▸ **Given records**
============

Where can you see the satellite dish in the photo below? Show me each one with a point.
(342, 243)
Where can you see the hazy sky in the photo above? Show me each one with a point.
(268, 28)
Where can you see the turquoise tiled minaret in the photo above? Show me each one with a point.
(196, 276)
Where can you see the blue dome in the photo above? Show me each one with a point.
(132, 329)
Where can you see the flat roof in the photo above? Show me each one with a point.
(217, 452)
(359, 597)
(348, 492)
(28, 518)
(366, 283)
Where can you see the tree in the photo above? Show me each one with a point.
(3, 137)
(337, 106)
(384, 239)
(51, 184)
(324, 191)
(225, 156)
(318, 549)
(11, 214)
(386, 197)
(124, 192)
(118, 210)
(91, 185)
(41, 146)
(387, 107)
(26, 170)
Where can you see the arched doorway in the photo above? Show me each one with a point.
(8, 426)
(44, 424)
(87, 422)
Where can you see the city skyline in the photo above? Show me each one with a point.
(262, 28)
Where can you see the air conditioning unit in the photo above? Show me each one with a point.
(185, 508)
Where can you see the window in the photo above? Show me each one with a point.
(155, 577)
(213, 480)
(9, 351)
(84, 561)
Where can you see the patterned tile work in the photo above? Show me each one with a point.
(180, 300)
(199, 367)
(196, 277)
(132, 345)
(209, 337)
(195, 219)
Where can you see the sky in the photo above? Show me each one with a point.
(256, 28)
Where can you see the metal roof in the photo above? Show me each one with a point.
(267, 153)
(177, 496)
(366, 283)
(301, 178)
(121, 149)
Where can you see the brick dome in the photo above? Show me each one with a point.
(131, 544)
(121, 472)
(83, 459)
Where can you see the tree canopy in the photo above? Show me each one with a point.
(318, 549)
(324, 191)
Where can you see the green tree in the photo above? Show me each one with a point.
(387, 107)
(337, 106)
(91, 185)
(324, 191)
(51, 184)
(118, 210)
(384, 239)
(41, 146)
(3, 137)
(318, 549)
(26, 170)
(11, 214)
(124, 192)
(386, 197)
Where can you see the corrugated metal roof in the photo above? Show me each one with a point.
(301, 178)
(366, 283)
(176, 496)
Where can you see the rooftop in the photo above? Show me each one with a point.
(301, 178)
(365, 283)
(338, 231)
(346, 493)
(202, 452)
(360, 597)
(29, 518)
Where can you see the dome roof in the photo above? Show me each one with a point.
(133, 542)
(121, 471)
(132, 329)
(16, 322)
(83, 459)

============

▸ **Task objective**
Return the entries above unchanged, starting at the line that contains "Where can you see the corrugated" and ending at the final line of the entries.

▸ **Full answer**
Where can you see the corrugated metal roof in the photo above? Show me each one with a point.
(301, 178)
(366, 283)
(176, 496)
Where can you see the rooftop in the photo above? Show me each one with a point.
(301, 178)
(365, 283)
(338, 231)
(346, 493)
(202, 452)
(360, 597)
(29, 518)
Where can you see the dome roof in the photo above? Show me each one with a point.
(133, 542)
(121, 471)
(132, 329)
(16, 322)
(83, 459)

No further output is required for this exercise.